* **About this exercise**
Report every line of the listing below in which the string "wooden" occurs.

Listed entries: Begin

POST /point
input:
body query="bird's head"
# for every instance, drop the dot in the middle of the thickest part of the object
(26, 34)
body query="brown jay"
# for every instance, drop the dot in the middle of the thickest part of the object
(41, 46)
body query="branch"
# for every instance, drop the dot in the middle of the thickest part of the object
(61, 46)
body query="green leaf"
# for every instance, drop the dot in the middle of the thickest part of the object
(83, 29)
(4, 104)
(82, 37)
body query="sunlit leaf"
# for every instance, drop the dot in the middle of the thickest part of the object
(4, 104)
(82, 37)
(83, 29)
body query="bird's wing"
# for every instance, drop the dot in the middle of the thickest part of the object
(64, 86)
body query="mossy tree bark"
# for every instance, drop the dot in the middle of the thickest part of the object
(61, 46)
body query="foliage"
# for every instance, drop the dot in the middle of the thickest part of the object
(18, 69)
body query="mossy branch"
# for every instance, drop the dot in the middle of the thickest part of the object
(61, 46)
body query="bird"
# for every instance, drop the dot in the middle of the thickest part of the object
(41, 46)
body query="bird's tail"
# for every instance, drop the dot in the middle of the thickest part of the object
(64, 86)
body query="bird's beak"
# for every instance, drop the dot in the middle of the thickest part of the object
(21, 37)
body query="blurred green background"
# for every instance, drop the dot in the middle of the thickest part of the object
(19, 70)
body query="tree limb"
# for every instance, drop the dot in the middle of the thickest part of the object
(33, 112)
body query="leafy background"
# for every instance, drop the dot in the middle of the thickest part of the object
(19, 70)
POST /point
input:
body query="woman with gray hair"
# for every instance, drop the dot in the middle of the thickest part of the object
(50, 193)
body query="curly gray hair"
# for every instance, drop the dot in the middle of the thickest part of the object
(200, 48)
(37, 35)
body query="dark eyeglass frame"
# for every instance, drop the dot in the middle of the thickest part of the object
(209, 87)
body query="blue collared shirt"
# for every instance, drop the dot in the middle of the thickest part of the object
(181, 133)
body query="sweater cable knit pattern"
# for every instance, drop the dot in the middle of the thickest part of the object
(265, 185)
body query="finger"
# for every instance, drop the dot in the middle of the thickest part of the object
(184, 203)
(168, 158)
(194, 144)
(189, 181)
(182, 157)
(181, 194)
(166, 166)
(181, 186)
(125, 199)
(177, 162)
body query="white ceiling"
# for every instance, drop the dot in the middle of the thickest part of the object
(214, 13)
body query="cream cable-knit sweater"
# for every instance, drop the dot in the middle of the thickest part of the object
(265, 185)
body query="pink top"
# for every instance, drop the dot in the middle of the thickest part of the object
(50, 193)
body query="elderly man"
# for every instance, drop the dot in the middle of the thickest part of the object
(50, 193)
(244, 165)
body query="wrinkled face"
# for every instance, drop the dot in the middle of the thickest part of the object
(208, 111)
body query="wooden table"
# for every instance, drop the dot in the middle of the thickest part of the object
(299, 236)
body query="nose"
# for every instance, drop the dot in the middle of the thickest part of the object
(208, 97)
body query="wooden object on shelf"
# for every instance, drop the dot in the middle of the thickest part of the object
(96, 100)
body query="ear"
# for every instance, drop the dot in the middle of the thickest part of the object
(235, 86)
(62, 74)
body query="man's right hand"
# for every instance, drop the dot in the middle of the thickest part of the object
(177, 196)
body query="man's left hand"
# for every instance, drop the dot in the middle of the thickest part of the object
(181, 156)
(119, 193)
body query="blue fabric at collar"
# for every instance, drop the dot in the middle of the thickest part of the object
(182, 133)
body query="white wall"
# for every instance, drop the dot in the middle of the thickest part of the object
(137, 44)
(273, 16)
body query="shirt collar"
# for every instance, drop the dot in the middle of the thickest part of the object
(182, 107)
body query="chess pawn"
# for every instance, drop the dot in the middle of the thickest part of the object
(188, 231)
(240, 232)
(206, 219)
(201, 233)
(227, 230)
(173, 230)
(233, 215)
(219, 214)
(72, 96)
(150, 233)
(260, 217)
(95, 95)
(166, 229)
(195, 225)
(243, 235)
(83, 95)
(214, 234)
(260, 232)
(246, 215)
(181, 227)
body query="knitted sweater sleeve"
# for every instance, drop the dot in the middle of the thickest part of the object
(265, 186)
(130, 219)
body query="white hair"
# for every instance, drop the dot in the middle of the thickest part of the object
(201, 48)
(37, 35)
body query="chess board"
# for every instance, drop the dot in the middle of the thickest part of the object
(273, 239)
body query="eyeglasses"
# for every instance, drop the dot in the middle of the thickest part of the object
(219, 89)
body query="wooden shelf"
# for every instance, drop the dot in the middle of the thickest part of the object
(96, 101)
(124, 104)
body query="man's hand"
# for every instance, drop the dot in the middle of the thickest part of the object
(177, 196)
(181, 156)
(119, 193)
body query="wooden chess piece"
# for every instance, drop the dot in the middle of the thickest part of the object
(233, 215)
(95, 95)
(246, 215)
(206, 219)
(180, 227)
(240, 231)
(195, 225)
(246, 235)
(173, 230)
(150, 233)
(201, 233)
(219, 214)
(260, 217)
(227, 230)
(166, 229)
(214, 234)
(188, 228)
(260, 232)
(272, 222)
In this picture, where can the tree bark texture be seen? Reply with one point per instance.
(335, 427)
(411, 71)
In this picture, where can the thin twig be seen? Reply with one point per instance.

Listed entries: End

* **Response for this exercise**
body query="wooden table"
body query="wooden object on shelf"
body query="wooden shelf"
body query="wooden chess piece"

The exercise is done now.